======== Testo fornito
Donne Inquiete. Geografia e Identità 01


Percorsi urbani di arte femminile

Stazione Ferroviaria di Trieste, fino al 23 Maggio 2013
 

 

In una esperienza di confronto un gruppo di artiste, provenienti da svariate regioni italiane, si

incontrano in una città come Trieste per costruire un ponte operativo dell'arte che collega le loro città native con il mondo. Non c'è luogo più congeniale di una stazione ferroviaria dove iniziare un percorso espositivo dal titolo impegnativo “ Donne Inquiete. Geografia e Identità “. Donne di generazione, origine e formazione diverse, donne in movimento, donne che arrivano, donne che partono e che nell'intervallo da uno spostamento all'altro ci lasciano un ricordo codificato in arte. La dimensione di questi ricordi è quella di raccontare la loro identità geografica attraverso le forme, le tecniche e i contenuti che caratterizzano la produzione artistica contemporanea. Il filo conduttore non è la loro appartenenza ad un sistema dell'arte predominante, ma il tentativo di connettere delle pratiche differenti, di costruire dei linguaggi comunicanti, di sperimentare nuovi orizzonti di cambiamento culturale e politico, di trasformare attraverso atti creativi, fare riconoscere l’arte attraverso la tradizione per arrivare all'innovazione.
================
=== Cosa fare ===
Spiega per favore, in base al testo fornito, per quale scopo le artiste si incontrano a Trieste.
======== Estratto dei dati
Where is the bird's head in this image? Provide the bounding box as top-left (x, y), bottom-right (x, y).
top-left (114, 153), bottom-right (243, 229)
================
=== Risposta ===
Le artiste arrivano da diverse regioni italiane e si incontrano a Trieste per costruire un ponte operativo dell'arte. Questo ponte collega le loro città native con il mondo.